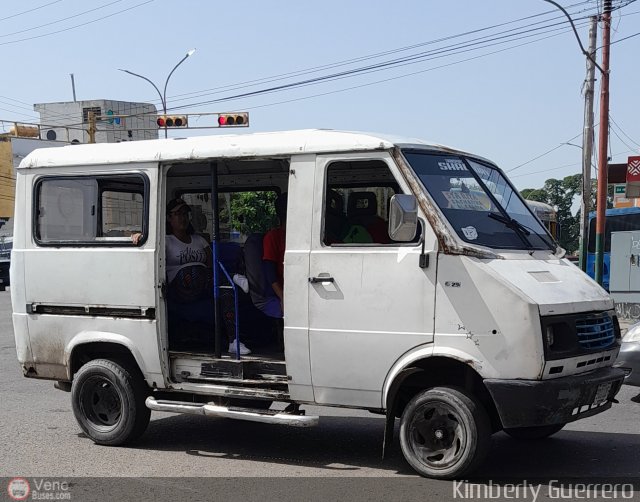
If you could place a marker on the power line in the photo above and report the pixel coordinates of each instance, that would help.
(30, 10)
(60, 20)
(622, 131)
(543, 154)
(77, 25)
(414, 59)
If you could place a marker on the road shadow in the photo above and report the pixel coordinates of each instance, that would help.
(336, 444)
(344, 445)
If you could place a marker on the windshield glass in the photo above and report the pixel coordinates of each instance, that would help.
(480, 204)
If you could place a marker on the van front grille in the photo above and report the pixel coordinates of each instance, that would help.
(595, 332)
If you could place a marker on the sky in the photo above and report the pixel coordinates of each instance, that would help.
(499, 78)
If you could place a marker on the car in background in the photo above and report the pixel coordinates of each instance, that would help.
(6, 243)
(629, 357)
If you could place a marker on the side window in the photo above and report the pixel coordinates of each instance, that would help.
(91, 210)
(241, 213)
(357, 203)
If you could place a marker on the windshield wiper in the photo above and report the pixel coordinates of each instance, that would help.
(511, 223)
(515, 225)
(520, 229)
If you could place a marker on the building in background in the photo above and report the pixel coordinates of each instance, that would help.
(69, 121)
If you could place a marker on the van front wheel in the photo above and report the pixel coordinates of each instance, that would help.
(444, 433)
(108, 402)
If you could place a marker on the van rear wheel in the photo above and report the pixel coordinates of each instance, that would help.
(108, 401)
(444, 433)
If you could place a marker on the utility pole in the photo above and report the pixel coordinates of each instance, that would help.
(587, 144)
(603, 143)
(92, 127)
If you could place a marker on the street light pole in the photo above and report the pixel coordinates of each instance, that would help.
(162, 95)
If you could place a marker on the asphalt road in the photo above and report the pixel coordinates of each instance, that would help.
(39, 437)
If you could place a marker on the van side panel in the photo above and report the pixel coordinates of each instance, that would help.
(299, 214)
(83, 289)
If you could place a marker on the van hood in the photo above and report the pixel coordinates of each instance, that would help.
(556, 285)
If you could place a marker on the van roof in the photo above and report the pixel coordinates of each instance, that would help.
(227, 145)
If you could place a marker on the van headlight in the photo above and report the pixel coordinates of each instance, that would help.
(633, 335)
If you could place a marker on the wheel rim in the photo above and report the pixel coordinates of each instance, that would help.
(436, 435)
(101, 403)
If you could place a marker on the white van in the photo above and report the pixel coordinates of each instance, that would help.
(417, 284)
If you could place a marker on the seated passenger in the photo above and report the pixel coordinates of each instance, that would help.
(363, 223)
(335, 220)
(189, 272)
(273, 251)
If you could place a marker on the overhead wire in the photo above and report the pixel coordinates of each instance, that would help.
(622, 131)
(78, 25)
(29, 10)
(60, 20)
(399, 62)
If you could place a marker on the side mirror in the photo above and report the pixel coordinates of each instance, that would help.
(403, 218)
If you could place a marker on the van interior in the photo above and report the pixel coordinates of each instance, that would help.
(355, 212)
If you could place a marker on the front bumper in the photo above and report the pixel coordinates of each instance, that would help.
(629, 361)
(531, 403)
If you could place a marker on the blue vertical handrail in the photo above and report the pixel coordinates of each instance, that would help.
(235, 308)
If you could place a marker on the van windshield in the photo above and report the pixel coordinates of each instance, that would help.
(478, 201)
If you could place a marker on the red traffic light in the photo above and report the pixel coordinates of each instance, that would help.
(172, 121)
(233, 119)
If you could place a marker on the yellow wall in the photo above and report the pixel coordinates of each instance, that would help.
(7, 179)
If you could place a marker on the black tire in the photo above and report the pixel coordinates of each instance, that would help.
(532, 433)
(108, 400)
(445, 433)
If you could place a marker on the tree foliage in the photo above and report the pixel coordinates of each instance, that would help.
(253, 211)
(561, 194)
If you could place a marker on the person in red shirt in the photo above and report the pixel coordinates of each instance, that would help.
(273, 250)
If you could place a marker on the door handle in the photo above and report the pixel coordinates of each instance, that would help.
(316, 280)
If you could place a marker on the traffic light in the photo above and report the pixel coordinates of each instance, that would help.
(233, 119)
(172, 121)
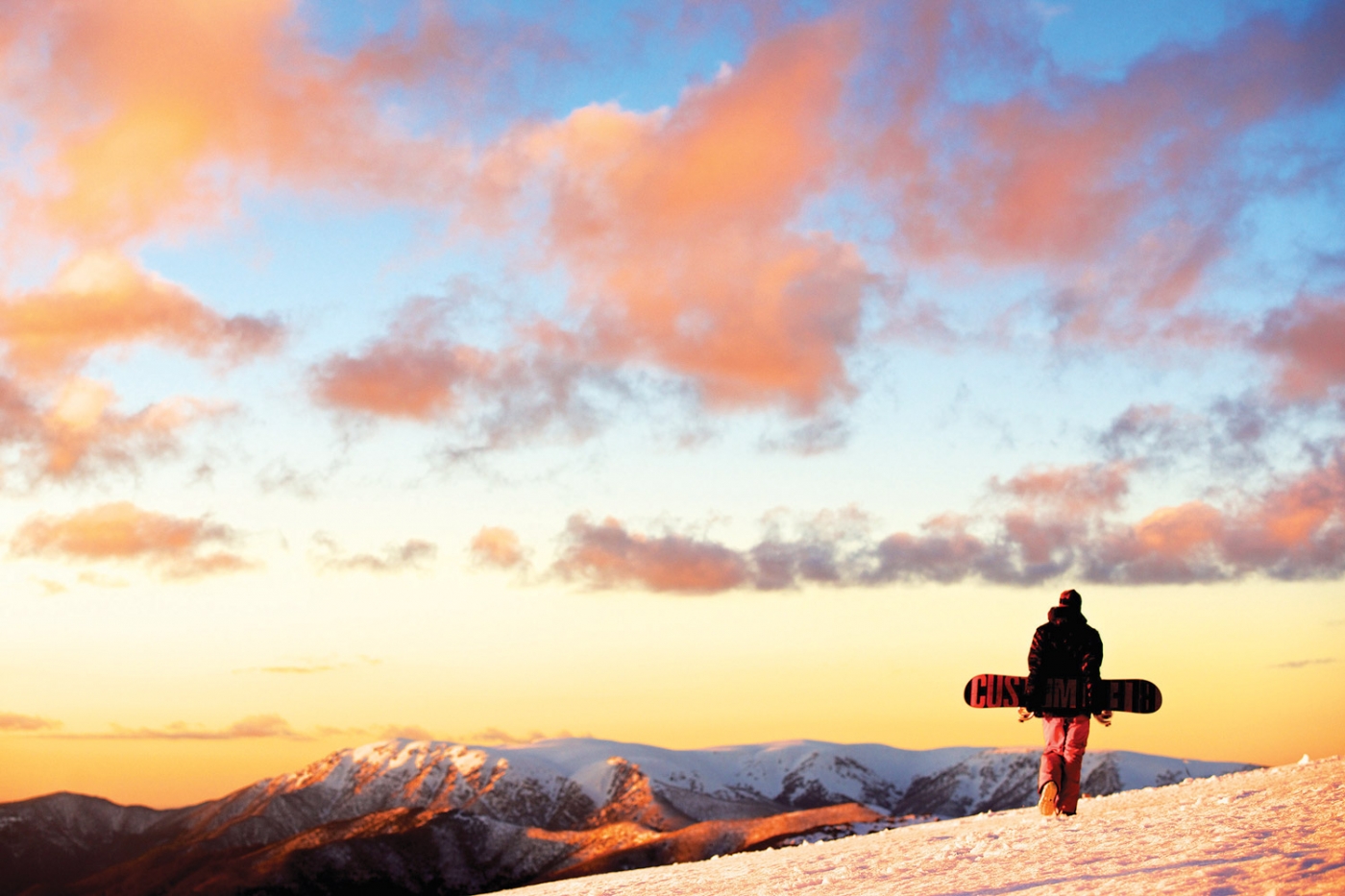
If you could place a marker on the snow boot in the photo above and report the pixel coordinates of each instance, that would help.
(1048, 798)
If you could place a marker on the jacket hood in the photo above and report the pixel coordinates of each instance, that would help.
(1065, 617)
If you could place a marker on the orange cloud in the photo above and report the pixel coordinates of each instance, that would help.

» AIM OF THE EXERCISE: Please quote the records above exactly, beginning at the line that contains "If you could place a marker on the traffic" and ending at their last line. Leave the pictures out.

» OUTPUT OF THE EXERCISE:
If you could place a marker on the traffic light in the photo above and report the pixel coordinates of each instance, that would help.
(233, 119)
(172, 121)
If you could place a marker on the snow boot in the photo above and report the pixel coordinates of each instance, that would help.
(1048, 798)
If you could place a marker on the jacket hood in the photo above and report the pixel coordinates of each instance, that would help.
(1065, 617)
If you could place a marker on the orange cloud in the photo above and report the pixel coordinates of each instance, that would help.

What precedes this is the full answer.